** Input data **
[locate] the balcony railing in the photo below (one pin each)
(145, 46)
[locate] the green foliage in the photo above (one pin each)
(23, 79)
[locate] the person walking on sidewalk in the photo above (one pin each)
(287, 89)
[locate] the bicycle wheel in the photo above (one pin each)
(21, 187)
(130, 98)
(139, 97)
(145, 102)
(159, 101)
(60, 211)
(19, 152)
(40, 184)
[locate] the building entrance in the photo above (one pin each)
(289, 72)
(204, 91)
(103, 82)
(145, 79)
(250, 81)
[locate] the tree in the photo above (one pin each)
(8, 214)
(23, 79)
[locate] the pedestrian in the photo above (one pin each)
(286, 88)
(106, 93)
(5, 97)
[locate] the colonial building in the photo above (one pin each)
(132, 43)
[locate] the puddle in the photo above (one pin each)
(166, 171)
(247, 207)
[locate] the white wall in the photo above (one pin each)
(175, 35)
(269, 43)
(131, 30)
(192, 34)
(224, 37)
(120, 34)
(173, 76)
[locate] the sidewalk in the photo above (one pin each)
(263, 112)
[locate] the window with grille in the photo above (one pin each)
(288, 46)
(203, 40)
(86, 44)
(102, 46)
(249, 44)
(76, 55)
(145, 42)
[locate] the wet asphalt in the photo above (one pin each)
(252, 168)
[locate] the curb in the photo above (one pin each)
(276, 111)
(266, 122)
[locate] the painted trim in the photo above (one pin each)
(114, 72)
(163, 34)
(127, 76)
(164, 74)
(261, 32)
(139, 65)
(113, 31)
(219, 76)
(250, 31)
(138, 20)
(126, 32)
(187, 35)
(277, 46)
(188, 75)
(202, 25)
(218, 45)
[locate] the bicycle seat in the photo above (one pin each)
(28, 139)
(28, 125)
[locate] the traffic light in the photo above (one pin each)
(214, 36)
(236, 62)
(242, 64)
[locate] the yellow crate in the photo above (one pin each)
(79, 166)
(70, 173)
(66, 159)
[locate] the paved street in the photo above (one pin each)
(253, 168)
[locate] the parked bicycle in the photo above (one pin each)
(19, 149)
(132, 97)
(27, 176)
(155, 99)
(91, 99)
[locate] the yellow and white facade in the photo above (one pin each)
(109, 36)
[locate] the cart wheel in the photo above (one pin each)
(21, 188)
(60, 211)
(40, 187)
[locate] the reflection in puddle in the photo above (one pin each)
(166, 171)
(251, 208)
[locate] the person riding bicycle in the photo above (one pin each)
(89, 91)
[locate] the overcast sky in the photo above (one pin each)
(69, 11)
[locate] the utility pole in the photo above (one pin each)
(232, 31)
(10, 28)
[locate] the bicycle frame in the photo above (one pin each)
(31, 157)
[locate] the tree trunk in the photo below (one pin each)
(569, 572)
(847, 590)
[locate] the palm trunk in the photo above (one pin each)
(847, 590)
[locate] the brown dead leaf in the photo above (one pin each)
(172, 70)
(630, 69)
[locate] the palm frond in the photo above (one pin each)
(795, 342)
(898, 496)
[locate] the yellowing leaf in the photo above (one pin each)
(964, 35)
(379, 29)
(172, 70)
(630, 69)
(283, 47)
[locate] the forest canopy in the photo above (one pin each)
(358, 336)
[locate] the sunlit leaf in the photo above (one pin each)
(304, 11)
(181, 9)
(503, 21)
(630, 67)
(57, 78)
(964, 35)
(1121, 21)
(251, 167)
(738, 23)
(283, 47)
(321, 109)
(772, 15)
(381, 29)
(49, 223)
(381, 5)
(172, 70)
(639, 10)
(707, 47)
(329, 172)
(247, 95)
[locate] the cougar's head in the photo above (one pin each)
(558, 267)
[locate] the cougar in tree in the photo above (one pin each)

** Your instructions **
Nothing should be left out or altered, so reproduce the whole listing.

** Output of the task **
[locate] the balcony railing in the photo below (one pin each)
(145, 46)
[locate] the green foliage in the photo above (one pin each)
(23, 79)
[locate] the person walking on sidewalk in the photo above (one pin each)
(287, 89)
[locate] the bicycle wheel in the photo above (one pin each)
(21, 187)
(130, 98)
(139, 97)
(145, 102)
(159, 101)
(60, 211)
(19, 152)
(40, 184)
[locate] the building entrance in the photo above (one pin each)
(289, 72)
(204, 91)
(103, 82)
(145, 79)
(250, 81)
[locate] the tree in the photo above (one pin each)
(8, 214)
(23, 79)
[locate] the pedestrian in the photo above (one pin each)
(286, 88)
(106, 93)
(5, 97)
[locate] the colonial building in the photo above (one pin each)
(132, 43)
[locate] the puddle in the photo above (one pin each)
(166, 171)
(247, 207)
[locate] the white wall in the photo above (one pin each)
(175, 35)
(269, 43)
(131, 30)
(192, 34)
(224, 37)
(120, 34)
(173, 76)
[locate] the sidewalk in the photo above (one pin each)
(263, 112)
[locate] the window with grille in the photo above (one pin each)
(288, 46)
(203, 40)
(86, 44)
(102, 46)
(249, 44)
(76, 55)
(145, 42)
[locate] the wet asphalt in the photo above (one pin each)
(252, 168)
[locate] the curb in the photo above (one pin each)
(276, 111)
(266, 122)
[locate] the painted trim in the photo above (one pin each)
(114, 72)
(163, 34)
(127, 76)
(164, 74)
(261, 32)
(139, 65)
(113, 31)
(219, 76)
(250, 31)
(138, 20)
(126, 32)
(187, 35)
(277, 46)
(188, 75)
(202, 25)
(218, 45)
[locate] the bicycle seat in the photo above (one pin each)
(28, 139)
(28, 125)
[locate] the traffic light in the photo above (one pin each)
(214, 36)
(236, 62)
(242, 64)
[locate] the yellow crate in the photo above (one pin each)
(79, 166)
(70, 173)
(66, 159)
[locate] the paved street in the photo above (one pin each)
(253, 168)
[locate] the parked bicycle in the photo above (one pin each)
(19, 149)
(132, 97)
(27, 176)
(155, 99)
(91, 99)
[locate] the yellow and white facade in the photo above (one pin each)
(109, 36)
[locate] the cart wheel in the photo above (one pin each)
(21, 188)
(60, 211)
(40, 187)
[locate] the reflection in puddle in the photo above (one pin each)
(166, 171)
(251, 208)
[locate] the person riding bicycle in the photo above (one pin each)
(89, 91)
[locate] the overcast sky in the photo above (one pin each)
(69, 11)
[locate] the utility pole in the photo above (one pin each)
(232, 31)
(10, 28)
[locate] the bicycle frame in the photo above (one pin each)
(31, 157)
[locate] the tree trunk in the photo below (one pin each)
(569, 572)
(847, 590)
[locate] the palm trunk in the photo above (one pin each)
(847, 590)
[locate] the brown dead leaf in the photo above (one pin each)
(172, 70)
(630, 69)
[locate] the palm frond in the photo above (one pin each)
(795, 342)
(898, 496)
[locate] the yellowing leaf in the photo above (one pin each)
(964, 35)
(379, 29)
(172, 70)
(630, 69)
(283, 47)
[locate] the forest canopy in the photo above (one pin each)
(358, 336)
[locate] the sunlit leaf in the photo above (one pin each)
(304, 11)
(181, 9)
(503, 21)
(630, 67)
(57, 78)
(964, 35)
(1121, 21)
(251, 167)
(738, 23)
(283, 47)
(321, 109)
(772, 15)
(381, 29)
(49, 223)
(381, 5)
(172, 70)
(639, 10)
(707, 47)
(329, 172)
(247, 95)
[locate] the cougar's head in the photo above (one pin each)
(558, 267)
[locate] the cougar in tree in the photo above (one pin each)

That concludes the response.